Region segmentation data
---

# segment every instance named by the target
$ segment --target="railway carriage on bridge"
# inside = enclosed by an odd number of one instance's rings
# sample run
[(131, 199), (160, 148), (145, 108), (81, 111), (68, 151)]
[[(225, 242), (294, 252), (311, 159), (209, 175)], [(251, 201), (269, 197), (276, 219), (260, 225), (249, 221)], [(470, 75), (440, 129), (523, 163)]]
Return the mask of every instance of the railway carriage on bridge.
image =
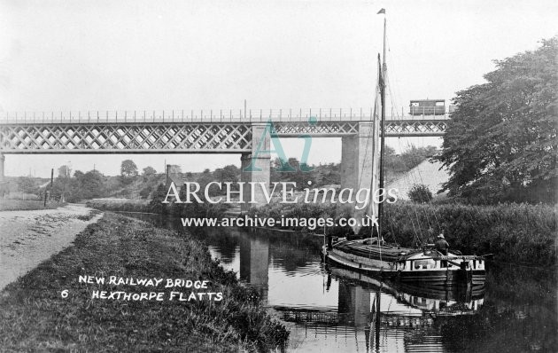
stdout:
[(411, 115), (444, 115), (446, 99), (411, 100), (409, 114)]

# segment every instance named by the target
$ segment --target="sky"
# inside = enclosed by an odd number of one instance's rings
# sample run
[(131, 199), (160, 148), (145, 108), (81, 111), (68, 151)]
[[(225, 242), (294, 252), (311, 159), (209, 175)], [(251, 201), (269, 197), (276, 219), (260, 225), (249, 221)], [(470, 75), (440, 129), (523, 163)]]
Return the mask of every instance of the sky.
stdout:
[[(558, 35), (558, 2), (515, 0), (0, 0), (0, 119), (5, 112), (298, 109), (373, 106), (386, 9), (388, 102), (444, 98), (482, 83), (493, 59)], [(283, 142), (290, 156), (302, 145)], [(439, 146), (441, 138), (388, 138)], [(6, 155), (5, 174), (50, 168), (120, 173), (240, 166), (235, 154)], [(316, 138), (310, 163), (341, 159)]]

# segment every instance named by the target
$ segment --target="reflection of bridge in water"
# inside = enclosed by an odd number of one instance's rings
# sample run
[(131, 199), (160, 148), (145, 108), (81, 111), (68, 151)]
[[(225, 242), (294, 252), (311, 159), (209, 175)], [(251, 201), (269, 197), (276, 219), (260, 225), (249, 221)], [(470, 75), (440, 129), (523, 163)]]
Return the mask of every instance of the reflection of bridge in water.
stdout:
[[(265, 234), (240, 233), (240, 278), (258, 288), (267, 300), (269, 263), (274, 256), (270, 239)], [(305, 333), (341, 335), (356, 341), (367, 351), (445, 351), (439, 332), (451, 319), (475, 314), (483, 303), (483, 293), (455, 291), (409, 292), (353, 271), (332, 269), (327, 290), (337, 285), (337, 308), (274, 305), (278, 318), (294, 323)], [(333, 286), (335, 287), (335, 286)], [(363, 334), (357, 338), (357, 333)], [(338, 339), (338, 338), (337, 338)]]

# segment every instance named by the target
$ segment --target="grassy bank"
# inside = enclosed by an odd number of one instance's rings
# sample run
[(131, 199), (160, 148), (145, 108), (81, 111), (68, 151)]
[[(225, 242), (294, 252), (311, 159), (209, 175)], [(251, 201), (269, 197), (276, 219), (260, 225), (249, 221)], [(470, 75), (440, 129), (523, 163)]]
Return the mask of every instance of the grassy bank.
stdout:
[(104, 211), (155, 213), (149, 201), (145, 200), (95, 199), (88, 200), (85, 204), (89, 208)]
[[(187, 288), (80, 284), (80, 275), (211, 281), (223, 300), (91, 299), (93, 290), (190, 292)], [(61, 292), (68, 290), (67, 298)], [(288, 333), (190, 236), (105, 214), (71, 247), (0, 294), (0, 350), (243, 351), (268, 349)]]
[(43, 201), (36, 200), (0, 199), (0, 211), (28, 211), (33, 209), (53, 209), (64, 206), (58, 202), (50, 202), (44, 206)]
[[(467, 254), (494, 254), (493, 260), (535, 265), (556, 263), (555, 208), (548, 205), (419, 205), (398, 202), (385, 208), (386, 239), (404, 246), (443, 230), (453, 248)], [(391, 237), (393, 234), (393, 237)]]
[[(468, 206), (456, 203), (415, 204), (398, 201), (384, 208), (384, 237), (404, 247), (432, 243), (443, 231), (450, 247), (464, 254), (493, 254), (492, 260), (547, 266), (556, 263), (558, 211), (548, 205), (502, 204)], [(347, 217), (330, 204), (271, 203), (252, 208), (251, 216), (289, 218)], [(306, 227), (289, 226), (302, 230)], [(429, 232), (429, 229), (432, 232)], [(317, 229), (316, 232), (322, 230)], [(347, 227), (329, 227), (327, 232), (345, 236)], [(369, 234), (362, 229), (361, 234)]]

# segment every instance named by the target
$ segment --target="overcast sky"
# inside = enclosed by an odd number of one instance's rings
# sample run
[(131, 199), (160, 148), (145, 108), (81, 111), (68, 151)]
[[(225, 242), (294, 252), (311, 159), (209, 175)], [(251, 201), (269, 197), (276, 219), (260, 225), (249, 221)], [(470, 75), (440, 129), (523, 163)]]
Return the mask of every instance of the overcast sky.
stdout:
[[(558, 34), (548, 1), (0, 0), (0, 112), (369, 107), (383, 19), (392, 101), (451, 99), (483, 82), (492, 59)], [(439, 145), (438, 138), (388, 139)], [(285, 140), (288, 153), (301, 146)], [(310, 162), (338, 161), (316, 139)], [(6, 175), (120, 171), (122, 160), (200, 171), (238, 155), (12, 155)]]

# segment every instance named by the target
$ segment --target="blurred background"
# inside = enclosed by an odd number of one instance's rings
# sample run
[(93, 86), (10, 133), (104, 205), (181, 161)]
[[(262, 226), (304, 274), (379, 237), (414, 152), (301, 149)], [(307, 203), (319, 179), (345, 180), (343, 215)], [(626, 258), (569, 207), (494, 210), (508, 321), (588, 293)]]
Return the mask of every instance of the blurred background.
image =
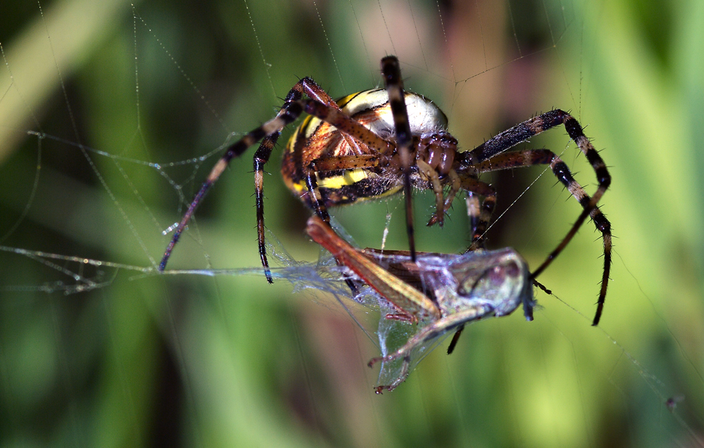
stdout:
[[(702, 446), (704, 4), (586, 3), (4, 2), (0, 444)], [(333, 97), (380, 85), (388, 54), (463, 149), (558, 107), (603, 150), (615, 239), (599, 327), (591, 223), (539, 279), (555, 296), (536, 293), (534, 321), (473, 324), (382, 396), (366, 366), (378, 349), (334, 299), (259, 274), (149, 274), (223, 145), (300, 77)], [(522, 147), (561, 153), (596, 188), (563, 129)], [(259, 265), (253, 152), (170, 268)], [(267, 226), (315, 261), (279, 157)], [(501, 215), (489, 247), (533, 267), (580, 211), (541, 173), (484, 178)], [(423, 226), (432, 198), (414, 199), (420, 250), (466, 247), (463, 201), (438, 229)], [(406, 249), (398, 198), (334, 210), (362, 247), (380, 245), (392, 212), (387, 247)]]

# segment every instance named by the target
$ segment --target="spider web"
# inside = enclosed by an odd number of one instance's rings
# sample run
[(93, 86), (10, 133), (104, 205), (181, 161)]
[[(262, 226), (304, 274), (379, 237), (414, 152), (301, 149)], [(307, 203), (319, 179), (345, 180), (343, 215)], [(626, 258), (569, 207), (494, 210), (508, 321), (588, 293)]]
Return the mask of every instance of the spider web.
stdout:
[[(700, 109), (700, 68), (684, 62), (698, 59), (638, 39), (657, 41), (652, 11), (519, 3), (5, 6), (2, 442), (700, 445), (704, 312), (692, 248), (703, 196), (681, 186), (700, 190), (697, 127), (683, 112)], [(668, 10), (680, 26), (659, 32), (696, 47), (700, 9)], [(540, 279), (555, 296), (538, 295), (534, 322), (516, 313), (473, 324), (452, 357), (435, 350), (393, 393), (373, 396), (376, 315), (313, 282), (309, 212), (276, 174), (277, 153), (265, 207), (292, 254), (280, 258), (286, 281), (258, 278), (247, 156), (177, 246), (180, 271), (154, 275), (162, 232), (296, 77), (340, 96), (379, 85), (386, 54), (398, 56), (408, 88), (448, 114), (465, 149), (553, 106), (607, 149), (614, 184), (603, 210), (618, 239), (598, 328), (584, 317), (601, 267), (589, 224)], [(659, 93), (660, 78), (674, 77), (677, 94)], [(562, 153), (591, 191), (591, 168), (568, 143), (558, 129), (526, 147)], [(490, 245), (515, 247), (531, 266), (579, 214), (549, 171), (532, 184), (541, 172), (486, 179), (499, 188), (496, 216), (507, 210)], [(460, 202), (442, 231), (417, 219), (419, 249), (464, 248)], [(419, 194), (417, 215), (432, 204)], [(386, 247), (405, 249), (403, 213), (386, 219), (400, 207), (334, 213), (360, 245), (379, 247), (386, 231)]]

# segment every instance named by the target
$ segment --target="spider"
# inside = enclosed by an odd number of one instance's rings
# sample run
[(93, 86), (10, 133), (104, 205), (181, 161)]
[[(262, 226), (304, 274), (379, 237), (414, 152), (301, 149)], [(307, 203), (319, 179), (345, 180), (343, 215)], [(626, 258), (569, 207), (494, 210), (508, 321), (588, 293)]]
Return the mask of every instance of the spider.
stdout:
[[(560, 244), (532, 276), (535, 278), (547, 267), (590, 217), (601, 232), (604, 247), (601, 288), (593, 321), (593, 325), (597, 325), (611, 265), (611, 226), (597, 204), (610, 184), (611, 177), (579, 123), (567, 112), (553, 109), (498, 134), (471, 151), (458, 152), (457, 140), (446, 130), (445, 114), (429, 99), (403, 89), (398, 60), (386, 56), (382, 59), (381, 67), (385, 89), (361, 91), (337, 101), (309, 77), (296, 82), (276, 116), (231, 145), (215, 163), (174, 232), (159, 270), (165, 268), (198, 205), (230, 161), (260, 140), (253, 160), (257, 233), (265, 275), (269, 283), (272, 282), (264, 239), (264, 165), (284, 127), (306, 113), (308, 116), (294, 131), (284, 152), (281, 172), (286, 185), (326, 223), (329, 223), (327, 209), (330, 207), (384, 198), (403, 190), (409, 249), (414, 261), (413, 187), (432, 190), (435, 195), (435, 213), (429, 226), (442, 226), (445, 213), (457, 193), (467, 193), (467, 213), (472, 227), (472, 243), (467, 250), (473, 250), (484, 248), (484, 233), (496, 202), (494, 188), (479, 180), (479, 174), (548, 165), (583, 211)], [(507, 152), (560, 124), (565, 126), (596, 174), (598, 186), (593, 196), (586, 193), (565, 162), (551, 151)], [(448, 187), (446, 194), (446, 187)], [(478, 196), (483, 198), (481, 205)]]

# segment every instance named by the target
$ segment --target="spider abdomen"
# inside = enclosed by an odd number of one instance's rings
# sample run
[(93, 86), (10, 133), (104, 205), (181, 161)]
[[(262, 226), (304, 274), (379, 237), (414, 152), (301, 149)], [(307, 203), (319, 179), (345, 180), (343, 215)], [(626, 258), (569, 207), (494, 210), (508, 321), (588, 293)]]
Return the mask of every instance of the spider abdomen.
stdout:
[[(431, 135), (449, 135), (445, 130), (447, 117), (434, 103), (411, 92), (405, 92), (404, 99), (415, 141), (425, 141)], [(336, 103), (343, 113), (367, 129), (385, 140), (394, 141), (394, 116), (385, 90), (358, 92)], [(432, 146), (429, 141), (425, 146)], [(318, 200), (326, 207), (379, 198), (401, 188), (398, 173), (387, 169), (392, 155), (382, 154), (381, 151), (370, 148), (320, 118), (308, 116), (294, 132), (287, 145), (282, 174), (287, 186), (304, 202), (313, 199), (307, 198), (311, 175), (320, 192)], [(435, 154), (431, 163), (434, 167), (439, 165), (444, 167), (448, 161), (452, 165), (452, 157), (436, 153), (424, 153), (427, 158), (432, 158)], [(334, 166), (319, 167), (331, 165)], [(446, 169), (440, 171), (444, 174)]]

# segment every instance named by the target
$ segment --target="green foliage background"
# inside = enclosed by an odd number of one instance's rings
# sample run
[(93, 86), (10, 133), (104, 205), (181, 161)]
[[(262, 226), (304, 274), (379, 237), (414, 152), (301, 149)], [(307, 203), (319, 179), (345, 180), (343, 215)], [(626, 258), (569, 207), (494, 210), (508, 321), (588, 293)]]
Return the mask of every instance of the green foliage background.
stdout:
[[(43, 15), (32, 2), (3, 4), (0, 244), (149, 267), (182, 212), (176, 186), (189, 199), (229, 133), (271, 117), (300, 77), (333, 96), (376, 86), (379, 58), (396, 53), (407, 87), (436, 101), (464, 148), (560, 107), (605, 150), (613, 183), (602, 210), (616, 239), (599, 328), (589, 325), (601, 269), (591, 224), (540, 279), (586, 317), (539, 293), (534, 322), (516, 313), (470, 326), (452, 357), (436, 350), (380, 397), (365, 366), (377, 349), (322, 295), (258, 276), (49, 266), (6, 249), (0, 444), (704, 443), (704, 5), (468, 3), (54, 0)], [(530, 147), (559, 153), (567, 140), (558, 129)], [(118, 157), (89, 153), (92, 167), (80, 145)], [(277, 154), (268, 226), (296, 259), (314, 260), (308, 212), (277, 175)], [(591, 191), (574, 146), (562, 157)], [(248, 157), (233, 163), (171, 267), (258, 265), (251, 167)], [(541, 172), (491, 178), (501, 207)], [(417, 198), (419, 216), (430, 199)], [(398, 203), (336, 215), (361, 245), (378, 246)], [(536, 266), (579, 210), (548, 171), (490, 244)], [(420, 249), (461, 250), (463, 214), (458, 205), (446, 229), (420, 229)], [(396, 220), (389, 245), (404, 248)], [(56, 282), (86, 281), (61, 269), (104, 284), (64, 295)]]

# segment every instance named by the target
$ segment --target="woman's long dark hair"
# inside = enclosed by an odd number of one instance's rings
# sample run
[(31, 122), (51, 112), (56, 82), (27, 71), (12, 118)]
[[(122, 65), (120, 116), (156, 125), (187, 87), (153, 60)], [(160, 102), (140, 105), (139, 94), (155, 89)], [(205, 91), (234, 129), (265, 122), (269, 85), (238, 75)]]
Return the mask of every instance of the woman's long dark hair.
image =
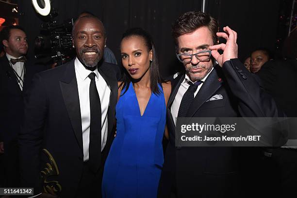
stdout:
[[(143, 38), (145, 44), (148, 48), (148, 52), (149, 52), (150, 50), (152, 51), (153, 60), (150, 62), (150, 66), (149, 69), (150, 75), (150, 90), (152, 93), (158, 94), (161, 92), (161, 90), (158, 86), (158, 84), (162, 83), (165, 81), (162, 79), (159, 72), (158, 58), (155, 50), (155, 45), (152, 41), (151, 36), (143, 28), (133, 28), (128, 29), (123, 34), (122, 40), (124, 38), (132, 36), (139, 36)], [(122, 89), (125, 89), (123, 94), (128, 90), (130, 82), (133, 82), (135, 80), (131, 77), (127, 71), (125, 70), (125, 72), (123, 74), (121, 81), (122, 81), (122, 82), (120, 85), (119, 89), (120, 89), (122, 86)]]

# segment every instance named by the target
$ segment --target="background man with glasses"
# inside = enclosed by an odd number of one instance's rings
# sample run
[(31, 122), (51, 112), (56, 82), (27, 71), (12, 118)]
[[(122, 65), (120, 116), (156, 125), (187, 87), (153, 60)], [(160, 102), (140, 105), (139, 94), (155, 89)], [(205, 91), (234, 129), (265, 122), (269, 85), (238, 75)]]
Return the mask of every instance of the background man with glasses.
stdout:
[[(185, 13), (173, 25), (177, 57), (185, 71), (171, 82), (167, 109), (169, 144), (159, 197), (239, 195), (239, 148), (177, 147), (177, 117), (277, 116), (274, 101), (237, 58), (236, 33), (228, 26), (225, 33), (217, 30), (217, 21), (201, 12)], [(218, 36), (226, 39), (226, 44), (214, 45)]]

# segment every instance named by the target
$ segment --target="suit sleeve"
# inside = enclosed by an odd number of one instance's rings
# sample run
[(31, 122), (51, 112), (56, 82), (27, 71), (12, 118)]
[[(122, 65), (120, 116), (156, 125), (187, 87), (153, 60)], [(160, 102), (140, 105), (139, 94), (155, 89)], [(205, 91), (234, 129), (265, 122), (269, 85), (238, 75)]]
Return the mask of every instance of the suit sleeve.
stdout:
[(260, 79), (250, 73), (238, 59), (226, 61), (223, 72), (229, 86), (238, 101), (242, 117), (283, 117), (272, 97), (261, 87)]
[(36, 194), (42, 189), (39, 153), (48, 107), (46, 87), (39, 74), (33, 78), (24, 102), (24, 120), (19, 134), (21, 183), (33, 187)]

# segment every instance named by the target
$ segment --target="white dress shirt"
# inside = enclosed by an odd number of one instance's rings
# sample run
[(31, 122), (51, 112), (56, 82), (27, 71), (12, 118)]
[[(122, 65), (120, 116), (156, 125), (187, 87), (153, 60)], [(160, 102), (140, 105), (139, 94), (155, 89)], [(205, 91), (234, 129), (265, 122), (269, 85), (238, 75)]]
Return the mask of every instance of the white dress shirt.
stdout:
[[(86, 69), (77, 57), (74, 61), (75, 75), (77, 81), (81, 115), (82, 116), (82, 145), (83, 148), (83, 161), (89, 160), (89, 143), (90, 142), (90, 83), (91, 79), (88, 77), (91, 72), (96, 74), (96, 87), (99, 93), (101, 102), (101, 151), (106, 144), (107, 139), (108, 120), (107, 111), (109, 106), (110, 89), (105, 80), (96, 69), (94, 72)], [(63, 67), (63, 66), (62, 66)]]
[[(201, 79), (200, 80), (202, 82), (199, 86), (198, 86), (198, 88), (197, 88), (197, 90), (194, 93), (194, 97), (196, 96), (198, 91), (200, 90), (200, 89), (202, 86), (202, 84), (207, 78), (207, 77), (209, 75), (209, 74), (213, 71), (214, 70), (214, 68), (212, 69), (210, 72), (209, 72), (206, 76), (203, 78), (203, 79)], [(171, 111), (171, 114), (172, 115), (172, 118), (173, 118), (173, 121), (174, 122), (174, 125), (176, 124), (176, 118), (177, 118), (178, 115), (179, 114), (179, 109), (180, 109), (180, 106), (181, 106), (181, 103), (182, 102), (182, 96), (183, 96), (183, 94), (185, 93), (185, 92), (188, 90), (188, 88), (190, 87), (190, 84), (188, 83), (188, 82), (191, 82), (192, 83), (194, 83), (196, 82), (192, 82), (190, 77), (188, 76), (187, 74), (185, 74), (185, 76), (182, 84), (181, 84), (181, 86), (179, 88), (179, 90), (176, 93), (176, 95), (175, 96), (175, 98), (174, 98), (174, 100), (172, 103), (172, 105), (171, 106), (171, 108), (170, 110)]]
[(19, 88), (22, 91), (23, 90), (23, 82), (24, 81), (24, 76), (25, 75), (25, 68), (24, 68), (24, 64), (25, 63), (23, 62), (17, 62), (14, 65), (11, 63), (10, 62), (10, 59), (13, 58), (14, 59), (16, 58), (19, 58), (22, 56), (16, 57), (13, 56), (9, 54), (6, 53), (6, 57), (9, 61), (9, 63), (10, 65), (12, 67), (13, 69), (15, 71), (15, 72), (17, 74), (17, 75), (16, 75), (16, 80), (17, 81), (17, 83), (18, 84), (18, 86), (19, 86)]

---

DESCRIPTION OF THE TASK. Find each line in the items above that contains the word "railway", treating uppercase and lowercase as distinct, and copy every such line.

WRITTEN ANSWER.
$ segment --target="railway carriage on bridge"
Return the mask of every instance of the railway carriage on bridge.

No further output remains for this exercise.